> **Satu blok data**
--------------------------------------------------
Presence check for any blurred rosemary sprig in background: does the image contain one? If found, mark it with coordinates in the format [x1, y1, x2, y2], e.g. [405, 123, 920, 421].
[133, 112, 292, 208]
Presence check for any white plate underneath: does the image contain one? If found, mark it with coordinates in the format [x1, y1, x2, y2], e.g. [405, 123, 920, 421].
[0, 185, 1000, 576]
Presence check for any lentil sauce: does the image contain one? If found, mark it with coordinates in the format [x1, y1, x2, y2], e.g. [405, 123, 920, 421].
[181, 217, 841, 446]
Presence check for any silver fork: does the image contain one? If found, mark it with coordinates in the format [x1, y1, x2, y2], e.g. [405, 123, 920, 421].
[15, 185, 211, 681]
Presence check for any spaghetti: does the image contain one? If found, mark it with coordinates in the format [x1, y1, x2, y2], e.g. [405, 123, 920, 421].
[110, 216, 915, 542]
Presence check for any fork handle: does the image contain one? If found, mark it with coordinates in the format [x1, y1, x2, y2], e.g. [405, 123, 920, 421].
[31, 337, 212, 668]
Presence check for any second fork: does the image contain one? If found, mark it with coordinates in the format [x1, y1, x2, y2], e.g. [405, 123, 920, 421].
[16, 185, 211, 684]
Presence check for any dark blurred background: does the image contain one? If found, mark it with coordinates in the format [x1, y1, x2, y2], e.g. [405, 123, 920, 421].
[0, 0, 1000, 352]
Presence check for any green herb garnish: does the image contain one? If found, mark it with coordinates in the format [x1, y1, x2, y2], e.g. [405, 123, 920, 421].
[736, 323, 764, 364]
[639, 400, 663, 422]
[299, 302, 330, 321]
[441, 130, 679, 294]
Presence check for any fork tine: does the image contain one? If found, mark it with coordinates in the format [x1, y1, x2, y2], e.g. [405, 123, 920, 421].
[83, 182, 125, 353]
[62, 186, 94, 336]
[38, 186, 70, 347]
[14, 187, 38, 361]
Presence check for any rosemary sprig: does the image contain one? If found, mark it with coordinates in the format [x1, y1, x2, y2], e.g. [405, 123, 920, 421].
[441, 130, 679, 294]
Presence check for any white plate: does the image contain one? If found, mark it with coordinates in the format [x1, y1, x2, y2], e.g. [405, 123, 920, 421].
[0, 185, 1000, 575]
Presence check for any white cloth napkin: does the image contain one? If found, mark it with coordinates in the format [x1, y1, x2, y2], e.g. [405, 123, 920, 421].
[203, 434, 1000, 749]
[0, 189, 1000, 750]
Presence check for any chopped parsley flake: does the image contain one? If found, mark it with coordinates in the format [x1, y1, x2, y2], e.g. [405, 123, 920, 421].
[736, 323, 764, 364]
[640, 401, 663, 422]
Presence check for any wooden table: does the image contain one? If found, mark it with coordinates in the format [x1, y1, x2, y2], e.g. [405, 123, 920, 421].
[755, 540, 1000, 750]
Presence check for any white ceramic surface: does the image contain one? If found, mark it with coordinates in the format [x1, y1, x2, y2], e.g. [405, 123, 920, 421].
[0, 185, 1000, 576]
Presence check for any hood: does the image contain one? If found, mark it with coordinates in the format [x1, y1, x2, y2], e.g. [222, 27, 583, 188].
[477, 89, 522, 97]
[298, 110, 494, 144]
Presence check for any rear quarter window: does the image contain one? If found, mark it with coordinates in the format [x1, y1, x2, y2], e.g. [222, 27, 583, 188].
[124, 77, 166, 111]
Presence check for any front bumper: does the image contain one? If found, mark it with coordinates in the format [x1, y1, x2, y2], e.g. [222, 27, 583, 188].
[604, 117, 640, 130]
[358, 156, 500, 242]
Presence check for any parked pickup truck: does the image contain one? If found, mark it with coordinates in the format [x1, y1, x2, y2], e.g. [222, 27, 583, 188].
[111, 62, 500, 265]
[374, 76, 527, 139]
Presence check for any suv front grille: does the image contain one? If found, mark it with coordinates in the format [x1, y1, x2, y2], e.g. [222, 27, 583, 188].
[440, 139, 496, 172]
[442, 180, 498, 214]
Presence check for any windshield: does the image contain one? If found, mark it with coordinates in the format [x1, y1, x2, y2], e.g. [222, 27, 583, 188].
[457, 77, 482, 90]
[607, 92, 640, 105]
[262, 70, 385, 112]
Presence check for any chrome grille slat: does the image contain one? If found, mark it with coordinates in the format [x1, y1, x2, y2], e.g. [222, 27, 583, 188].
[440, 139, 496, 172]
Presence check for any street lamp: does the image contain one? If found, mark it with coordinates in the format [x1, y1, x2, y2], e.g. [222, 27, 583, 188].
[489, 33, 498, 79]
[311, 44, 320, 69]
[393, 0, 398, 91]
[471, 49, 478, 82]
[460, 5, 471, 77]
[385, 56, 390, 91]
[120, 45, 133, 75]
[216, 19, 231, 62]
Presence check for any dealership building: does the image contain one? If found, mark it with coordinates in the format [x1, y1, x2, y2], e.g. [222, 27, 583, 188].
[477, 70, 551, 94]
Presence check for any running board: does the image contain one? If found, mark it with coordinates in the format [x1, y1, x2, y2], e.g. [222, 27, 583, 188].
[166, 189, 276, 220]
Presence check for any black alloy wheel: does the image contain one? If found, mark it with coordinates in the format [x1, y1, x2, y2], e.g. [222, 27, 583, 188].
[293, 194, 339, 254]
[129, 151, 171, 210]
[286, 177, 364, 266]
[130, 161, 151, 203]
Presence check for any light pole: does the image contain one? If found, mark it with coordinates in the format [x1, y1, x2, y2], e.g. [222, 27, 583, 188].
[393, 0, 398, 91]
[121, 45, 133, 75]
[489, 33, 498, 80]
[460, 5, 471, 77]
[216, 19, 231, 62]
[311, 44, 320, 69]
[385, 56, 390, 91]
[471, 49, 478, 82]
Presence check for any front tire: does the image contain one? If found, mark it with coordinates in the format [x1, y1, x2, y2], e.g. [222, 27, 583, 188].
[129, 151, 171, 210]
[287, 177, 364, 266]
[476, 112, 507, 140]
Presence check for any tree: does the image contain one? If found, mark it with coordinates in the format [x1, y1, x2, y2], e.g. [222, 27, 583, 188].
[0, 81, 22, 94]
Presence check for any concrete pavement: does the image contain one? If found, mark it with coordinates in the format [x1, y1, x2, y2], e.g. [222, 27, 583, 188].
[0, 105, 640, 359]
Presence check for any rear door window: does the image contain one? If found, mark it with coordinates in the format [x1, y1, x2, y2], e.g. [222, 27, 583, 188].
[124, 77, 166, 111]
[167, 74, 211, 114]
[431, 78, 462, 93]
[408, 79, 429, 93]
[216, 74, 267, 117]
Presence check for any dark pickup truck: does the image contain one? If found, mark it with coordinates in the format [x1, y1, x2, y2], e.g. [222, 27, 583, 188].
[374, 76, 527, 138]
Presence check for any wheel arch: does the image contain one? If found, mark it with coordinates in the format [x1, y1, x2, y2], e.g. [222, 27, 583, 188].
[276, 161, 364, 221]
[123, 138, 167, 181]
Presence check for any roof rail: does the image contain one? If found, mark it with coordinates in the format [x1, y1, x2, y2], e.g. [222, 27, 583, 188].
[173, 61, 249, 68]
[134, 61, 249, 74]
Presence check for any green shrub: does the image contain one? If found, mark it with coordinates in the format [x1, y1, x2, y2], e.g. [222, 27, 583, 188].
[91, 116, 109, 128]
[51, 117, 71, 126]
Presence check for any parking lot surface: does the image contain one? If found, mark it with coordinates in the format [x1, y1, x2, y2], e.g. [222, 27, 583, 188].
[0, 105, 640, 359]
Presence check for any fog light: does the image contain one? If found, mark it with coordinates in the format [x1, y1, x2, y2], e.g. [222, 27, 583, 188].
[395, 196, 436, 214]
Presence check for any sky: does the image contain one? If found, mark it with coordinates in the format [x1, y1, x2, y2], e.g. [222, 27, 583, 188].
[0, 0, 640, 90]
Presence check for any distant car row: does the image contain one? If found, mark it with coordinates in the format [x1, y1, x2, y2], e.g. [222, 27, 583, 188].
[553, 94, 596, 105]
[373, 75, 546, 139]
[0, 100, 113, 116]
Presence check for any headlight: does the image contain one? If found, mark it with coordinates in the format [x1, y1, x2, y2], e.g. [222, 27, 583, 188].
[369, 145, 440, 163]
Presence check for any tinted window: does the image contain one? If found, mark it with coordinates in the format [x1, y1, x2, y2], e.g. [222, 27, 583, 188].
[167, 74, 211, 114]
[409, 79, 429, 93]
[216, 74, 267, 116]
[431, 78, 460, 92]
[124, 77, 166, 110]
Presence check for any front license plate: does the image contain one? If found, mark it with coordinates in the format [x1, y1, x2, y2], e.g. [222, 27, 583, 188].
--------------------------------------------------
> **Soal**
Tulis ulang baris-baris mulai dari baris yang memuat "Presence check for any parking" sampai baris terakhir, dengan mengganti "tinted window" menjadi "side window" tanpa mengubah bagian lain.

> **Jawaban Soal**
Presence check for any parking lot surface: does the image contain one? If found, mark it with coordinates in the format [x1, y1, x2, y2], e.g. [222, 27, 583, 188].
[0, 105, 640, 359]
Presence check for any fog light: does the image contain one? If found, mark it with coordinates in the format [x1, y1, x2, y2], e.g. [222, 27, 583, 188].
[395, 196, 436, 214]
Presence check for any sky: does the image contain one? If found, mark it with coordinates in the format [x1, y1, x2, y2], e.g. [222, 27, 583, 188].
[0, 0, 640, 90]
Presence check for any distant car row: does the image contain one? If found, mark it with coordinates in the format [x1, y1, x2, y2], e.g. [222, 27, 583, 188].
[553, 94, 596, 105]
[373, 75, 546, 139]
[0, 100, 113, 116]
Presence check for any headlight: does the image contain one? If found, mark it with coordinates in the format [x1, y1, x2, y2], e.g. [222, 27, 583, 188].
[369, 145, 440, 163]
Presence check for any side window: does the image contain one? If found, mark it with coordinates in the format [x1, y1, x2, y2], e.g. [222, 27, 583, 188].
[167, 74, 211, 114]
[409, 79, 429, 93]
[216, 74, 267, 116]
[431, 78, 460, 92]
[124, 77, 166, 110]
Presence check for any front license plate: does the image contain one? If found, mark it with coordinates in the format [x1, y1, x2, y2], e.g. [222, 27, 583, 188].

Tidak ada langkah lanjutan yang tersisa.